• Given task:
Extract each line of the material that follows exactly and omit its pictures.

_____

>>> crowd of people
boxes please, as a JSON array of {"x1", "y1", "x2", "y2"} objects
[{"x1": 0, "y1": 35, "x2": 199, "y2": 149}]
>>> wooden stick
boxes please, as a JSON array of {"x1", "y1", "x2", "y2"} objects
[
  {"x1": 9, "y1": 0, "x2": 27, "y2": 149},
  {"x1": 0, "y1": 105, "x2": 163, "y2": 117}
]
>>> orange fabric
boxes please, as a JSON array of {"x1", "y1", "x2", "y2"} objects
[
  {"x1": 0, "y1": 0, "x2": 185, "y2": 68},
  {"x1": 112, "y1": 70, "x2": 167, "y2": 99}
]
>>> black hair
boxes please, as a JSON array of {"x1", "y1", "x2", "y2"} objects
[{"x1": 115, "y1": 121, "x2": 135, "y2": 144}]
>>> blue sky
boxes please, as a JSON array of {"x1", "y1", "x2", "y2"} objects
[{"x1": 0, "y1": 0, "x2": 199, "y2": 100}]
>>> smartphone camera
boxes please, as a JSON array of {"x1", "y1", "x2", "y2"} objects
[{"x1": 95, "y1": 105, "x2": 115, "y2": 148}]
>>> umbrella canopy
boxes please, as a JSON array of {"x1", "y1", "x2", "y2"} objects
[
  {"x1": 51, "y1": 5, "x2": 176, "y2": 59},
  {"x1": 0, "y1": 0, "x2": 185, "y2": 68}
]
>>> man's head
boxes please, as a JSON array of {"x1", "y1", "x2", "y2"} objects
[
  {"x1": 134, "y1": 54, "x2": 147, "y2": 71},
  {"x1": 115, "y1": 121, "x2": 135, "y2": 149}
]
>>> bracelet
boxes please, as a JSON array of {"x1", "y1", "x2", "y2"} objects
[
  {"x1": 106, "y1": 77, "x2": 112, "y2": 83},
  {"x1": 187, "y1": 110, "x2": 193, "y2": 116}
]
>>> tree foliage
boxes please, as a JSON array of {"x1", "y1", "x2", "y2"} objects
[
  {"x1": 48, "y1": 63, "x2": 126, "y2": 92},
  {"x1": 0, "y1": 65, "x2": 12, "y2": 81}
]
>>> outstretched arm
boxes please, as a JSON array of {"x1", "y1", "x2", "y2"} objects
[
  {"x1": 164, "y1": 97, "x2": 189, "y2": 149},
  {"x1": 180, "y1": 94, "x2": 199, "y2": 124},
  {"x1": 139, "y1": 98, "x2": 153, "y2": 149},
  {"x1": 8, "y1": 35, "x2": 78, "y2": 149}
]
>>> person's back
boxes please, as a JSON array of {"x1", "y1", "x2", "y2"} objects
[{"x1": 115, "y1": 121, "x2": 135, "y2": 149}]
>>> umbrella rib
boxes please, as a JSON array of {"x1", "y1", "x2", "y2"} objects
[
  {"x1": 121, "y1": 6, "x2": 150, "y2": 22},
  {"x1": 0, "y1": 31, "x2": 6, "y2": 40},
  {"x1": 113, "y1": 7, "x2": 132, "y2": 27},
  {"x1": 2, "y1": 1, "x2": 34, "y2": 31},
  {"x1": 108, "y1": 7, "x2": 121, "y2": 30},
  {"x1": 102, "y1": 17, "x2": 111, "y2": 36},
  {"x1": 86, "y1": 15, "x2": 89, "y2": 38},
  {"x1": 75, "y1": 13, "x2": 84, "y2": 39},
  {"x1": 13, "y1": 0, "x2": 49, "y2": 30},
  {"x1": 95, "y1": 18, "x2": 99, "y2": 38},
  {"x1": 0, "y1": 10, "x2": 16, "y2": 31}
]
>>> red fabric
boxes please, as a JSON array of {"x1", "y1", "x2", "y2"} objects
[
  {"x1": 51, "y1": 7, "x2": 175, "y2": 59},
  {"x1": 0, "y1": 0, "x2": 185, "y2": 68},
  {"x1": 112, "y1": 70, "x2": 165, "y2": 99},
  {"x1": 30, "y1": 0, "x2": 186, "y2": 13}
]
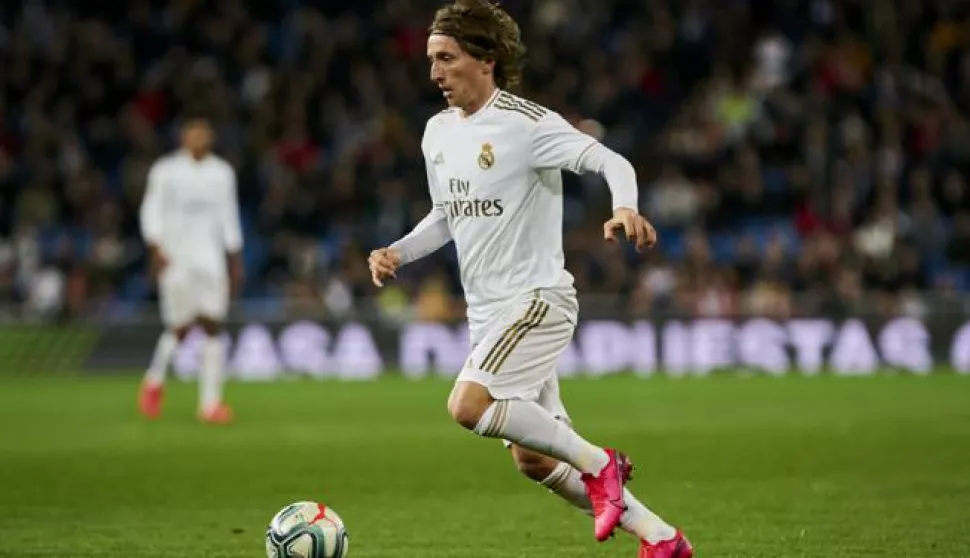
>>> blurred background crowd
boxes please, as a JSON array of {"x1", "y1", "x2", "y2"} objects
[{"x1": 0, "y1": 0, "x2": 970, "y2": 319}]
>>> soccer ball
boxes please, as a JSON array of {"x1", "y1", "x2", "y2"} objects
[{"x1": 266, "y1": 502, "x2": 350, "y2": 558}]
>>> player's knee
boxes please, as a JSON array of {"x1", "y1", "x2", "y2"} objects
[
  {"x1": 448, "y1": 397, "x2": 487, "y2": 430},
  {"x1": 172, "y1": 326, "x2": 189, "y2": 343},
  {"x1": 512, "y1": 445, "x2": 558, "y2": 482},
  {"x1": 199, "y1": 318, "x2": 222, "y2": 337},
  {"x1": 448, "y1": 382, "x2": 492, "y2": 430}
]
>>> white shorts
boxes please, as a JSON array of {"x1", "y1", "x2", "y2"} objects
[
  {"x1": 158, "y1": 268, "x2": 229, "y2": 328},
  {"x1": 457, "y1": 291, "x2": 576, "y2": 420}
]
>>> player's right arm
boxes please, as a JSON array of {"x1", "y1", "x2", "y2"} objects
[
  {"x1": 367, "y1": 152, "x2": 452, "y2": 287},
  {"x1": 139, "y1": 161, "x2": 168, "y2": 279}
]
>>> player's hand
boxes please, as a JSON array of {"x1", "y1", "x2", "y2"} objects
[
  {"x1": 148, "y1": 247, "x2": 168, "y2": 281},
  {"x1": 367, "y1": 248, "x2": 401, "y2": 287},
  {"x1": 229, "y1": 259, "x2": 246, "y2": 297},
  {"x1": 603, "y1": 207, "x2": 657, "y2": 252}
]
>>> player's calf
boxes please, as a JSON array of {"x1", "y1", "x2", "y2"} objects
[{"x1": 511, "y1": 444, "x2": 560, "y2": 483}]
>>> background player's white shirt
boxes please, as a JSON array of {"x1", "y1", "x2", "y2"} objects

_____

• Response to the exercise:
>>> crowd of people
boxes please, as a JSON array of {"x1", "y1", "x2", "y2"} objects
[{"x1": 0, "y1": 35, "x2": 199, "y2": 149}]
>>> wooden stick
boxes please, as a JSON array of {"x1", "y1", "x2", "y2"} objects
[
  {"x1": 9, "y1": 0, "x2": 27, "y2": 149},
  {"x1": 0, "y1": 105, "x2": 163, "y2": 117}
]
>>> orange fabric
boxes please, as a JSON array of {"x1", "y1", "x2", "y2"} objects
[
  {"x1": 0, "y1": 0, "x2": 185, "y2": 68},
  {"x1": 112, "y1": 70, "x2": 167, "y2": 99}
]
>>> black hair
boxes please, as a JSON array of {"x1", "y1", "x2", "y2"} objects
[{"x1": 115, "y1": 121, "x2": 135, "y2": 144}]
>>> blue sky
boxes please, as a JSON array of {"x1", "y1", "x2", "y2"} objects
[{"x1": 0, "y1": 0, "x2": 199, "y2": 100}]
>>> smartphone camera
boxes please, as a JSON array of {"x1", "y1", "x2", "y2"} objects
[{"x1": 95, "y1": 105, "x2": 115, "y2": 148}]
>>> umbrella canopy
boxes please, as a JSON array of {"x1", "y1", "x2", "y2"} objects
[
  {"x1": 51, "y1": 5, "x2": 176, "y2": 59},
  {"x1": 0, "y1": 0, "x2": 185, "y2": 68}
]
>>> man's head
boxes please, as a JSON array of {"x1", "y1", "x2", "y2"} objects
[
  {"x1": 134, "y1": 54, "x2": 147, "y2": 71},
  {"x1": 115, "y1": 121, "x2": 135, "y2": 149}
]
>>> bracelet
boxes please, as a JSON array of {"x1", "y1", "x2", "y2"} objects
[
  {"x1": 106, "y1": 77, "x2": 112, "y2": 83},
  {"x1": 187, "y1": 110, "x2": 193, "y2": 116}
]
>>> tree foliage
boxes please, as a JSON array of {"x1", "y1", "x2", "y2"} objects
[
  {"x1": 48, "y1": 63, "x2": 126, "y2": 92},
  {"x1": 0, "y1": 65, "x2": 12, "y2": 81}
]
>>> outstretched arm
boxes please, as a JSON array of {"x1", "y1", "x2", "y2"} objects
[
  {"x1": 164, "y1": 97, "x2": 189, "y2": 149},
  {"x1": 180, "y1": 94, "x2": 199, "y2": 124},
  {"x1": 139, "y1": 98, "x2": 153, "y2": 149},
  {"x1": 8, "y1": 35, "x2": 78, "y2": 149}
]
>>> person's back
boxes please, as a JSON array of {"x1", "y1", "x2", "y2"} objects
[{"x1": 115, "y1": 121, "x2": 135, "y2": 149}]
>>> umbrella rib
boxes please, as a JSON array of {"x1", "y1", "x2", "y2"} objects
[
  {"x1": 121, "y1": 6, "x2": 150, "y2": 22},
  {"x1": 0, "y1": 31, "x2": 6, "y2": 40},
  {"x1": 113, "y1": 7, "x2": 132, "y2": 27},
  {"x1": 2, "y1": 1, "x2": 34, "y2": 31},
  {"x1": 108, "y1": 7, "x2": 121, "y2": 30},
  {"x1": 102, "y1": 17, "x2": 111, "y2": 36},
  {"x1": 86, "y1": 15, "x2": 89, "y2": 38},
  {"x1": 75, "y1": 13, "x2": 84, "y2": 39},
  {"x1": 13, "y1": 0, "x2": 49, "y2": 30},
  {"x1": 95, "y1": 18, "x2": 99, "y2": 38},
  {"x1": 0, "y1": 10, "x2": 16, "y2": 31}
]
>>> red fabric
boxes please, as a JSON array of {"x1", "y1", "x2", "y2"} objects
[
  {"x1": 51, "y1": 7, "x2": 175, "y2": 59},
  {"x1": 0, "y1": 0, "x2": 185, "y2": 68},
  {"x1": 112, "y1": 70, "x2": 165, "y2": 99},
  {"x1": 30, "y1": 0, "x2": 186, "y2": 13}
]
>>> blurred background crowd
boxes please, as a JSON array of {"x1", "y1", "x2", "y2"} objects
[{"x1": 0, "y1": 0, "x2": 970, "y2": 319}]
>>> soccer ball
boxes please, as a JSON array of {"x1", "y1", "x2", "y2"} objects
[{"x1": 266, "y1": 502, "x2": 350, "y2": 558}]
>>> player's knee
boxes please, as a JSON array of {"x1", "y1", "x2", "y2"} objects
[
  {"x1": 448, "y1": 397, "x2": 487, "y2": 430},
  {"x1": 172, "y1": 326, "x2": 189, "y2": 343},
  {"x1": 512, "y1": 445, "x2": 558, "y2": 482},
  {"x1": 199, "y1": 318, "x2": 222, "y2": 337},
  {"x1": 448, "y1": 382, "x2": 492, "y2": 430}
]
>>> white shorts
boxes please, as a JSON array of {"x1", "y1", "x2", "y2"} objects
[
  {"x1": 158, "y1": 268, "x2": 229, "y2": 328},
  {"x1": 457, "y1": 291, "x2": 576, "y2": 420}
]
>>> player's right arm
boxes please, as a JSON array of {"x1", "y1", "x2", "y2"} objects
[
  {"x1": 367, "y1": 152, "x2": 452, "y2": 287},
  {"x1": 139, "y1": 161, "x2": 168, "y2": 279}
]
>>> player's hand
boxes please, as a JSON array of {"x1", "y1", "x2", "y2"} objects
[
  {"x1": 148, "y1": 247, "x2": 168, "y2": 281},
  {"x1": 367, "y1": 248, "x2": 401, "y2": 287},
  {"x1": 229, "y1": 259, "x2": 246, "y2": 297},
  {"x1": 603, "y1": 207, "x2": 657, "y2": 252}
]
>>> player's calf
boxes please, as a JSON array of {"x1", "y1", "x2", "y2"} objects
[{"x1": 511, "y1": 444, "x2": 560, "y2": 483}]
>>> background player's white shirt
boxes please, as a JSON array of {"x1", "y1", "x2", "y2"} objects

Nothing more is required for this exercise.